In the Richard Carr-Gomm biography, copy the passage starting at "Richard Carr-Gomm" and ending at "and lonely people.", substituting "organizations" for "charities".

▸ Document excerpt:

____________________

Richard Carr-Gomm
Major Richard Culling Carr-Gomm, OBE (2 January 1922 – 27 October 2008) was the founder of the Abbeyfield Society, the Morpeth Society and the Carr-Gomm Society, UK charities providing care and housing for disadvantaged and lonely people.
His father was Mark Culling Carr-Gomm,and his grandfather was Francis Carr-Gomm who is known for befriending Joseph Merrick, the “Elephant Man” while serving as chairman of the London Hospital. Richard was educated at Stowe School and served in the Royal Berkshire Regiment and the Coldstream Guards from 1939 to 1955. He was amongst the first troops to enter Belsen in April 1945. He was awarded the Croix de guerre in 1944.
Carr-Gomm was deeply affected during the Billy Graham crusade to London in 1954.In 1955 he left the Army and became a volunteer home-help. Perceiving the loneliness of the people whom he was helping to be a particular problem, he spent his Army gratuity on buying a house which he invited some of them to share with him. In his subsequent life he founded a number of charities which run care homes for the elderly, the disadvantaged, and those suffering from loneliness. For this work he was appointed an Officer of the Order of the British Empire (OBE) in 1985, and in 2004 received a Beacon Prize for lifetime achievement.

____________________

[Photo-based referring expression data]
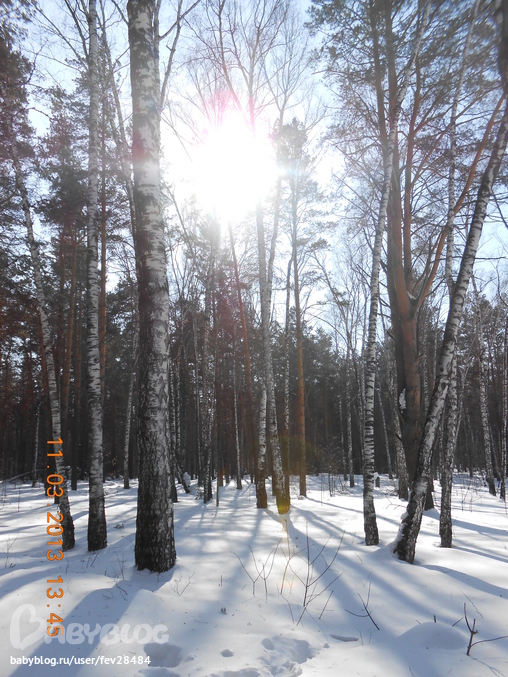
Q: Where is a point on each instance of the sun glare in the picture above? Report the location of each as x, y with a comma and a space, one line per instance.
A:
233, 169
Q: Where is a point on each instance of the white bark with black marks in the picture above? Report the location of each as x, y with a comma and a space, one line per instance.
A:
405, 543
97, 532
54, 400
155, 545
371, 532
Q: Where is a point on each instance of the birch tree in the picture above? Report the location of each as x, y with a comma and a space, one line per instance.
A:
97, 534
14, 123
405, 544
155, 544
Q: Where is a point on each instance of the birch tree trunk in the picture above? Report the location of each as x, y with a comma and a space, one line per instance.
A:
128, 415
371, 532
405, 543
483, 378
97, 532
400, 457
504, 417
54, 401
349, 421
452, 420
207, 387
155, 544
282, 492
300, 392
261, 497
286, 376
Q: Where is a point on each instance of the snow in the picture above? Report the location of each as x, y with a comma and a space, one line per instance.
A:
233, 606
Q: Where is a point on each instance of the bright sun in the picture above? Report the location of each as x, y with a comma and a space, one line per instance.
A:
233, 169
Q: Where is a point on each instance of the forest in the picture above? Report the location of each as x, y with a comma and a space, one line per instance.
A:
240, 240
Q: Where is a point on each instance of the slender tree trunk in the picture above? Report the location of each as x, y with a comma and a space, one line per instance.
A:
371, 532
385, 431
282, 494
300, 393
452, 420
128, 413
349, 420
235, 416
482, 357
400, 457
252, 436
155, 544
408, 533
208, 389
504, 417
286, 376
97, 532
56, 430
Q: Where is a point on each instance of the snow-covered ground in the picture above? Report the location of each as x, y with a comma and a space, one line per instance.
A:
251, 596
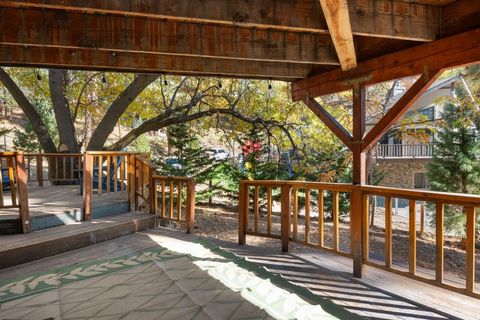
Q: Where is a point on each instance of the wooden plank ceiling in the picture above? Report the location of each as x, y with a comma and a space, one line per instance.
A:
269, 39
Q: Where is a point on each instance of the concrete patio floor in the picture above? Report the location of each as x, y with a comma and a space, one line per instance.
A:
165, 274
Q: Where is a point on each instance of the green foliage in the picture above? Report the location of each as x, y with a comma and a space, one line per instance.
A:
26, 139
455, 166
141, 144
192, 159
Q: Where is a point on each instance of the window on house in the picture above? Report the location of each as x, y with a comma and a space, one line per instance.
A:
429, 113
420, 180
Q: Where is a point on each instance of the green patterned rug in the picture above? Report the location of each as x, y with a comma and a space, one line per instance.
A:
269, 292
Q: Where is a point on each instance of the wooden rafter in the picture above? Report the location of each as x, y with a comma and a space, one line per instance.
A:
338, 21
91, 59
400, 107
395, 19
153, 36
457, 50
330, 122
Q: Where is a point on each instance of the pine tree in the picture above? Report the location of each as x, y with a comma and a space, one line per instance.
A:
455, 166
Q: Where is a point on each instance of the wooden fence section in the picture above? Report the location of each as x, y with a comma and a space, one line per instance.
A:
174, 199
13, 180
54, 167
271, 209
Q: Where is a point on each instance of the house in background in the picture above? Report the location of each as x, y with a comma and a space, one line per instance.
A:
403, 153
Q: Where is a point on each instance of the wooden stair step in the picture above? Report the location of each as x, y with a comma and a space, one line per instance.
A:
20, 248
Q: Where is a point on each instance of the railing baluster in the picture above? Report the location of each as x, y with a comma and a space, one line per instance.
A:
22, 193
242, 212
170, 214
155, 196
56, 168
439, 216
109, 163
412, 230
255, 210
388, 232
470, 248
64, 165
11, 176
307, 215
320, 217
1, 182
39, 165
366, 226
115, 173
269, 210
286, 196
295, 213
179, 201
163, 199
190, 207
100, 174
335, 217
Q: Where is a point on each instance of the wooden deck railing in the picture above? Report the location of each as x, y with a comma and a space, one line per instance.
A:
134, 173
13, 180
256, 217
54, 167
388, 151
106, 172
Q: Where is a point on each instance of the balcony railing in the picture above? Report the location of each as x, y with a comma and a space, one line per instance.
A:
392, 151
272, 209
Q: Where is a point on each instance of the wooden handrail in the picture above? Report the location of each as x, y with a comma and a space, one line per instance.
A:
252, 193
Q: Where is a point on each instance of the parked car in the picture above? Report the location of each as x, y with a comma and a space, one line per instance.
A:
219, 154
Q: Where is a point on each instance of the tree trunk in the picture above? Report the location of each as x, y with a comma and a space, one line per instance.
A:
116, 109
66, 129
29, 110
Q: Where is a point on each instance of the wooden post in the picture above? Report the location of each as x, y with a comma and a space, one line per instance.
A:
22, 192
388, 232
470, 248
190, 208
422, 219
439, 226
412, 236
131, 181
88, 185
152, 192
242, 213
286, 196
357, 209
40, 170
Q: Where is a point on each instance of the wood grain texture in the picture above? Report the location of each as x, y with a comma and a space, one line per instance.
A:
458, 50
338, 21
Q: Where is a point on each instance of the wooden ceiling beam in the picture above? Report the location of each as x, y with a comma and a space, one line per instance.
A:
93, 59
378, 18
460, 16
454, 51
56, 28
338, 21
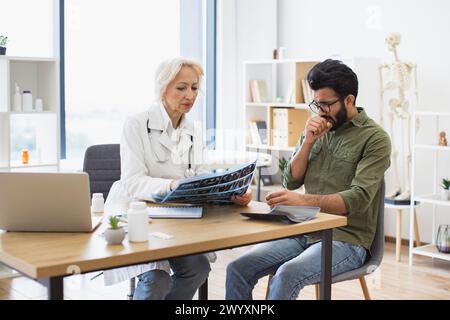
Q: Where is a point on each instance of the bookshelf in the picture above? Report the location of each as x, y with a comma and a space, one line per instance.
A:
282, 94
432, 197
38, 131
286, 90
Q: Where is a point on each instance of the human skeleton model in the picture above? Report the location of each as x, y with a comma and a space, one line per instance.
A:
397, 77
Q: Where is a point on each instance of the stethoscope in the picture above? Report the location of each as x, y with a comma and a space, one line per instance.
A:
189, 171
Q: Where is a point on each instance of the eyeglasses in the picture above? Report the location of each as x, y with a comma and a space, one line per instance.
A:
324, 106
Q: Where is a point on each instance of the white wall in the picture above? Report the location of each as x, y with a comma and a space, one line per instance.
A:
311, 28
319, 28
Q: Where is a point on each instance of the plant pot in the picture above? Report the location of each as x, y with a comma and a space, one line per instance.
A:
114, 236
445, 194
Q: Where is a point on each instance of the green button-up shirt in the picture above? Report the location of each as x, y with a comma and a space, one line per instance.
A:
350, 161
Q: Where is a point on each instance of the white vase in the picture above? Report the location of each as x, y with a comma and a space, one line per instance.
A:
445, 194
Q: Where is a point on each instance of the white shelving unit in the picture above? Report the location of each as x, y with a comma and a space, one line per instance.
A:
432, 198
37, 131
280, 75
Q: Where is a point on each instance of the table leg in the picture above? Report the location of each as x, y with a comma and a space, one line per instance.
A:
55, 287
258, 194
325, 275
203, 291
398, 239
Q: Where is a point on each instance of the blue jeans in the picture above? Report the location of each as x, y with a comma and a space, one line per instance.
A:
188, 275
294, 264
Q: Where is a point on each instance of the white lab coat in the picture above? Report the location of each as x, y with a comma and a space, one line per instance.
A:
148, 166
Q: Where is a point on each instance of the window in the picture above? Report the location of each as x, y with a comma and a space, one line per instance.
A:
28, 24
112, 49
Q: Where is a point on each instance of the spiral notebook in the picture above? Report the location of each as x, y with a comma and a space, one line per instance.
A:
175, 212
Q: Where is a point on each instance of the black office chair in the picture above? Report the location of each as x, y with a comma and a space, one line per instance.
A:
102, 163
373, 261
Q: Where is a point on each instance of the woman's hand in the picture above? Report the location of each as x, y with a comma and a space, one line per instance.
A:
284, 197
244, 199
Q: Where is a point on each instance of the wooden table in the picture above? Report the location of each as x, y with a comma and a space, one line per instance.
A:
398, 236
49, 257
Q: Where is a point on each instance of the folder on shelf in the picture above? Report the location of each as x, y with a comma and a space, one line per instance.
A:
290, 214
258, 91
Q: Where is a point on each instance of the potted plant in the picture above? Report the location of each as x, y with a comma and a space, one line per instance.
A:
282, 164
115, 233
445, 192
3, 42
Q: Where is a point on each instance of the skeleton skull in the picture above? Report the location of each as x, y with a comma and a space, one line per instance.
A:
393, 40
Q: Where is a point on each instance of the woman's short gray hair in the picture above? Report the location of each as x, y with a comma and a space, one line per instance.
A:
168, 70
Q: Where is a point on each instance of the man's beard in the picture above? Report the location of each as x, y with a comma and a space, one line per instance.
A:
339, 119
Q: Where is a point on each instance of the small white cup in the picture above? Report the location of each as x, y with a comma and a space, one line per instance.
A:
38, 105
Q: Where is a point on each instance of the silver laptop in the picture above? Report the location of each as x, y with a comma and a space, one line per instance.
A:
46, 202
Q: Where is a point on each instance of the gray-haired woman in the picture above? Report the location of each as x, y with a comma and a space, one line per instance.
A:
159, 147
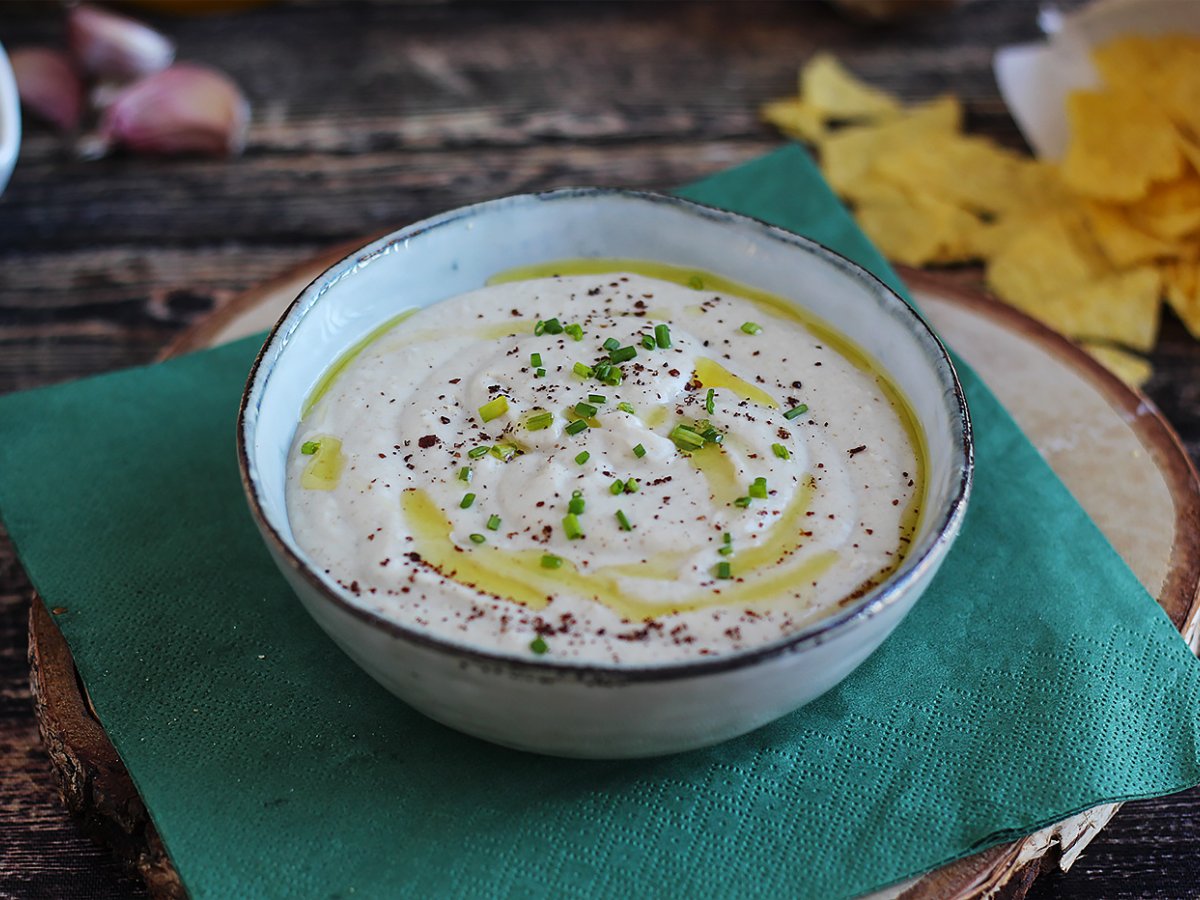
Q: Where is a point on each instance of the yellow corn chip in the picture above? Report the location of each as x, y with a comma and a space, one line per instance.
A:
1043, 261
1122, 244
796, 119
849, 155
1169, 210
1181, 282
1121, 307
1129, 367
828, 87
1120, 145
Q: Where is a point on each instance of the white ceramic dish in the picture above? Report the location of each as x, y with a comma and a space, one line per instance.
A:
593, 711
10, 120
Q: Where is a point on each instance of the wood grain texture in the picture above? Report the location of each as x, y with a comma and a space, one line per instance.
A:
370, 115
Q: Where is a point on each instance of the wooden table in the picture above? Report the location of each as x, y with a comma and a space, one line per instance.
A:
367, 117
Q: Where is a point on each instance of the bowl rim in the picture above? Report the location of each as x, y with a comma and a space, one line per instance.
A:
825, 629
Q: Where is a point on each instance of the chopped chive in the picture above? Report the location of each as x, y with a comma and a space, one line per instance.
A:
571, 526
685, 438
504, 451
540, 420
797, 411
493, 408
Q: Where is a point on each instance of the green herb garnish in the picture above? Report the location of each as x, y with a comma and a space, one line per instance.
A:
571, 526
493, 408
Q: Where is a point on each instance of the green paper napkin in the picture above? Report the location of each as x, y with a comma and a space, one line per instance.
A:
1035, 679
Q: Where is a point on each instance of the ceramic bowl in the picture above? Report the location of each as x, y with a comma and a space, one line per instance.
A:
556, 707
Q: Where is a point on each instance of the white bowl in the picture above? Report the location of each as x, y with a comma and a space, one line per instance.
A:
592, 711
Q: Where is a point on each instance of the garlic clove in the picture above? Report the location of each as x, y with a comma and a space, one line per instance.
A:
115, 47
183, 109
48, 85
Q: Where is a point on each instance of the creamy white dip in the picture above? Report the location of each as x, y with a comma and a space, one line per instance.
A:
435, 515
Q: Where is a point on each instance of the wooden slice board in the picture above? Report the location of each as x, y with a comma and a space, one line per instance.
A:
1081, 419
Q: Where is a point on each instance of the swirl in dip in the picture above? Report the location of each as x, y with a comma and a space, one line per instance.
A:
606, 468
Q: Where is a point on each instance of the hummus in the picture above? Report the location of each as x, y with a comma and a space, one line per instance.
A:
605, 468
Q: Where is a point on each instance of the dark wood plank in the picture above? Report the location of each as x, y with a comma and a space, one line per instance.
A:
370, 115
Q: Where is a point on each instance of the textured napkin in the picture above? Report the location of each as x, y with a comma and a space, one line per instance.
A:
1035, 679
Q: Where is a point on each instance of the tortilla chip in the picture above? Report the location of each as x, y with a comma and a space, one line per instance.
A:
1122, 309
1170, 210
847, 156
917, 231
1181, 282
796, 119
828, 87
1044, 261
1129, 367
1121, 243
1120, 145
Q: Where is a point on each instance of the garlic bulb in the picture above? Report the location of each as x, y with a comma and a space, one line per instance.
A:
183, 109
48, 85
114, 47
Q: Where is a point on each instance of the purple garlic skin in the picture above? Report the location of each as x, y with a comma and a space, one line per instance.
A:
48, 85
113, 47
184, 109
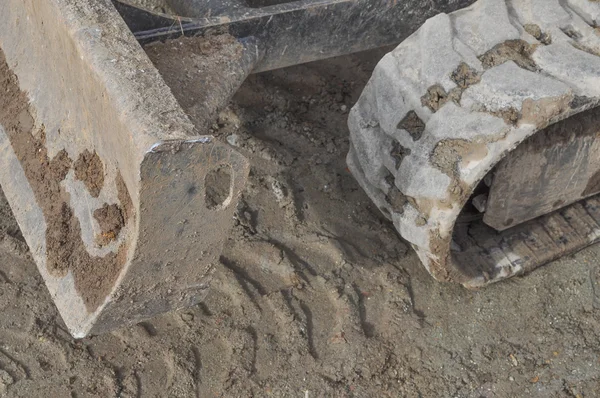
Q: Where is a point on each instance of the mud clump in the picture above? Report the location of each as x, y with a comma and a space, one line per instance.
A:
535, 31
396, 199
89, 170
518, 51
93, 277
399, 152
437, 96
448, 154
111, 221
465, 76
510, 115
413, 124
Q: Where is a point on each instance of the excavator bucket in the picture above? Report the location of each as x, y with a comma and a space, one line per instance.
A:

____________________

▸ Response:
Richard Carr-Gomm
Major Richard Culling Carr-Gomm, OBE (2 January 1922 – 27 October 2008) was the founder of the Abbeyfield Society, the Morpeth Society and the Carr-Gomm Society, UK organizations providing care and housing for disadvantaged and lonely people.